On Dec. 21, 2020, Congress passed the Consolidated Appropriations Act, 2021 (the Act), which provides additional COVID-19 relief to individuals and businesses. The Bill does not extend the mandatory Families First Coronavirus Response Act (“FCRA”) leave. The FFCRA “sunsets” on December 31, 2020.
Importantly, the FFCRA only applied to employers with fewer than 500 employees. The FFCRA provided for emergency paid leave in certain circumstances from April 1, 2020 through December 31, 2020. Private-sector employers were generally afforded a tax credit equal to the value of the paid leave required under the FFCRA. The tax credit did not apply to the federal government, the government of any state (or political subdivision thereof), or any agency or instrumentality of any of the foregoing. School districts were included in the exclusion category. Governmental employers were given limited relief in the form of not requiring governmental employers to pay the 6.2% employer share of Social Security taxes on the FFCRA paid leave.

◇ ◇ ◇ ◇

**WHAT YOU ARE ASKED TO DO**.
Continue the passage on the expiration of Families First Coronavirus Response Act paid leave, beginning after its final sentence.

◇ ◇ ◇ ◇

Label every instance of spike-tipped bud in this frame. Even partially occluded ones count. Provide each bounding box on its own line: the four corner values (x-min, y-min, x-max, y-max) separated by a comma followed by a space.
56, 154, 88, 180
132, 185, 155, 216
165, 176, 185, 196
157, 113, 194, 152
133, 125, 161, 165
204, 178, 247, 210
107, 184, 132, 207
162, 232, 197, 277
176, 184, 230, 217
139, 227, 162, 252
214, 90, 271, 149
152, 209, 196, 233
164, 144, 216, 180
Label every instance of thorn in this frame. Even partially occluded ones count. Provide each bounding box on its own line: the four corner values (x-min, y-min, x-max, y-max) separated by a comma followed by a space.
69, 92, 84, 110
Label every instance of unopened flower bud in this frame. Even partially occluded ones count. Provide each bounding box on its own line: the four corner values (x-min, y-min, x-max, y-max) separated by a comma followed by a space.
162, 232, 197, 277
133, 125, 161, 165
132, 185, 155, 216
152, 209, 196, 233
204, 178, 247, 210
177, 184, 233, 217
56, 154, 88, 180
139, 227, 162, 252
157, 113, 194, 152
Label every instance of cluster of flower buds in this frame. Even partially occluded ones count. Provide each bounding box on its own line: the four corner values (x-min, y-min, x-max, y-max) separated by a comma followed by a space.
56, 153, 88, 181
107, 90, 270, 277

◇ ◇ ◇ ◇

**OUTPUT**.
As of January 1, 2021, covered private employers may voluntarily provide emergency paid sick leave or emergency paid FMLA Leave under FFCRA (as adopted earlier this year) and take the tax credit associated with this leave. The tax credit may only be taken for leave through March 31, 2021. If the bill is signed, it is anticipated that guidance will be issued from the Department of Labor as to whether the limited relief in social security tax payments will be extended to governmental employers who voluntarily extend the period for use of emergency paid sick leave and emergency paid FMLA leave under FFCRA.